Please set out the data below as a Markdown table with one row per line, skipping any blank lines. Use two columns: Number for the row number and Line for the line itself.

--- Start ---

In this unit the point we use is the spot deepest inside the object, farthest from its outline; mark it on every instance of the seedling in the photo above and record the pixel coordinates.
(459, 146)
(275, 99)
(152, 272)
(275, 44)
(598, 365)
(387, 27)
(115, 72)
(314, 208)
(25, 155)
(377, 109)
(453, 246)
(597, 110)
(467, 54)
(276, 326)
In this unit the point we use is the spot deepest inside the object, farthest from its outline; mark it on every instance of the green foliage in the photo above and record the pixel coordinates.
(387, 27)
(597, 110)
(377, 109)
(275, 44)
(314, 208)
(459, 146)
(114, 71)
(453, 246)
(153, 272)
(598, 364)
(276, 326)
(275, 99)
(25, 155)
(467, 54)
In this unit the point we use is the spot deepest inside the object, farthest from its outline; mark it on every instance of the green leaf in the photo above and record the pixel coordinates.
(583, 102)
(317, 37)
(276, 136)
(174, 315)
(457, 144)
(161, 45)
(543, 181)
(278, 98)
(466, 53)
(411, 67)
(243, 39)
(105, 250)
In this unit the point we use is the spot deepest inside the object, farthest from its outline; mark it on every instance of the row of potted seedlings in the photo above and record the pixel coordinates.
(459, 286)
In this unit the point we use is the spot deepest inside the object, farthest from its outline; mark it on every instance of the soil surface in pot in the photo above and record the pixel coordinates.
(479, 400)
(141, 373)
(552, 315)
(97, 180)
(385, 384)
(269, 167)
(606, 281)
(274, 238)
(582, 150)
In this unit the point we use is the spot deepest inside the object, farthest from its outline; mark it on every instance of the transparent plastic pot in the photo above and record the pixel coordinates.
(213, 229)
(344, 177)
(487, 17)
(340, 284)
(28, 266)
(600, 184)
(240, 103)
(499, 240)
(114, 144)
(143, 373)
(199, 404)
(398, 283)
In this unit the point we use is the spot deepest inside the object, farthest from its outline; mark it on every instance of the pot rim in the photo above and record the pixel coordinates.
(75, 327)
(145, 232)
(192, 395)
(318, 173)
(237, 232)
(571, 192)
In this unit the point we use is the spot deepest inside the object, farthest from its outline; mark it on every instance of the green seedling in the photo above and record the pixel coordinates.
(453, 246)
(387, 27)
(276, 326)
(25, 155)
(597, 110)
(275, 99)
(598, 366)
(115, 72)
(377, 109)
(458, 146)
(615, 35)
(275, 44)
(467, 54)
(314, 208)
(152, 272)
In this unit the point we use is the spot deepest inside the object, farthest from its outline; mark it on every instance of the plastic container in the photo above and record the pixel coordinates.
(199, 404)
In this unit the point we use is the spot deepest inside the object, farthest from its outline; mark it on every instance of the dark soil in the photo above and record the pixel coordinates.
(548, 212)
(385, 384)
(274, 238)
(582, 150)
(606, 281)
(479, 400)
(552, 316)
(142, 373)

--- End ---

Result of this task:
| Number | Line |
|---|---|
| 1 | In this unit the point we use is the spot deepest inside the object, farthest from its outline; mark it on every instance of the seedling in the photo above and record the pixel coordinates. |
| 2 | (459, 146) |
| 3 | (275, 99) |
| 4 | (152, 272) |
| 5 | (275, 44) |
| 6 | (598, 365) |
| 7 | (387, 27) |
| 8 | (115, 72) |
| 9 | (314, 208) |
| 10 | (25, 155) |
| 11 | (377, 109) |
| 12 | (453, 246) |
| 13 | (597, 110) |
| 14 | (467, 54) |
| 15 | (276, 326) |
| 16 | In this unit the point we use is the spot deepest inside the object, farthest from its outline; mark it on every instance of the green foliage in the photo above and record the pixel coordinates. |
| 17 | (387, 27) |
| 18 | (597, 110) |
| 19 | (377, 109) |
| 20 | (275, 44) |
| 21 | (314, 208) |
| 22 | (459, 146) |
| 23 | (114, 71) |
| 24 | (453, 246) |
| 25 | (153, 272) |
| 26 | (598, 364) |
| 27 | (276, 326) |
| 28 | (275, 99) |
| 29 | (25, 155) |
| 30 | (467, 54) |
| 31 | In this unit the point we use is the spot deepest inside the object, farthest from its outline; mark it on every instance of the green leaf in the photo above and record the pixel coordinates. |
| 32 | (583, 102) |
| 33 | (317, 37) |
| 34 | (276, 136) |
| 35 | (174, 315) |
| 36 | (457, 144) |
| 37 | (161, 45) |
| 38 | (543, 181) |
| 39 | (278, 98) |
| 40 | (466, 53) |
| 41 | (411, 67) |
| 42 | (243, 39) |
| 43 | (105, 250) |
| 44 | In this unit the point we use is the spot deepest inside the object, farthest from its outline; mark it on every instance of the row of potted seedlings in the photo above and record the pixel coordinates. |
| 45 | (459, 286) |
| 46 | In this unit the point we use is the spot deepest inside the object, farthest from its outline; mark it on every instance of the soil surface in pot in the photo above and record the pixel coordinates. |
| 47 | (479, 400) |
| 48 | (141, 373) |
| 49 | (552, 315) |
| 50 | (97, 180) |
| 51 | (385, 384) |
| 52 | (269, 167) |
| 53 | (606, 281) |
| 54 | (274, 238) |
| 55 | (582, 150) |
| 56 | In this unit the point we use is the spot deepest inside the object, farthest from its outline; mark it on every instance of the transparent plastic pot in the photo above and record the pixel coordinates. |
| 57 | (213, 229) |
| 58 | (344, 177) |
| 59 | (487, 17) |
| 60 | (340, 284) |
| 61 | (28, 266) |
| 62 | (600, 184) |
| 63 | (240, 103) |
| 64 | (499, 240) |
| 65 | (114, 144) |
| 66 | (143, 373) |
| 67 | (199, 404) |
| 68 | (398, 283) |
| 69 | In this unit the point we use is the spot deepest inside the object, farthest from its outline; mark it on every instance of the pot rim in the photo above and record the pixel coordinates. |
| 70 | (75, 327) |
| 71 | (145, 232) |
| 72 | (192, 395) |
| 73 | (318, 173) |
| 74 | (237, 232) |
| 75 | (571, 192) |
| 76 | In this unit the point we use is the spot deepest inside the object, farthest from its outline; mark it on every instance of the green seedling in the photo above and record the pixel coordinates. |
| 77 | (453, 246) |
| 78 | (387, 27) |
| 79 | (276, 326) |
| 80 | (25, 155) |
| 81 | (597, 110) |
| 82 | (275, 99) |
| 83 | (598, 366) |
| 84 | (115, 72) |
| 85 | (377, 109) |
| 86 | (458, 146) |
| 87 | (615, 35) |
| 88 | (275, 44) |
| 89 | (467, 54) |
| 90 | (314, 208) |
| 91 | (152, 272) |
| 92 | In this unit the point we use is the spot deepest inside the object, farthest from its outline; mark it on every instance of the plastic container in the photo above and record the pixel coordinates. |
| 93 | (199, 404) |
| 94 | In this unit the point we use is the spot deepest inside the object, farthest from its outline; mark it on every instance of the dark soil in the photo above and record the pixel coordinates. |
| 95 | (548, 212) |
| 96 | (385, 384) |
| 97 | (274, 238) |
| 98 | (582, 150) |
| 99 | (606, 281) |
| 100 | (479, 400) |
| 101 | (552, 316) |
| 102 | (142, 373) |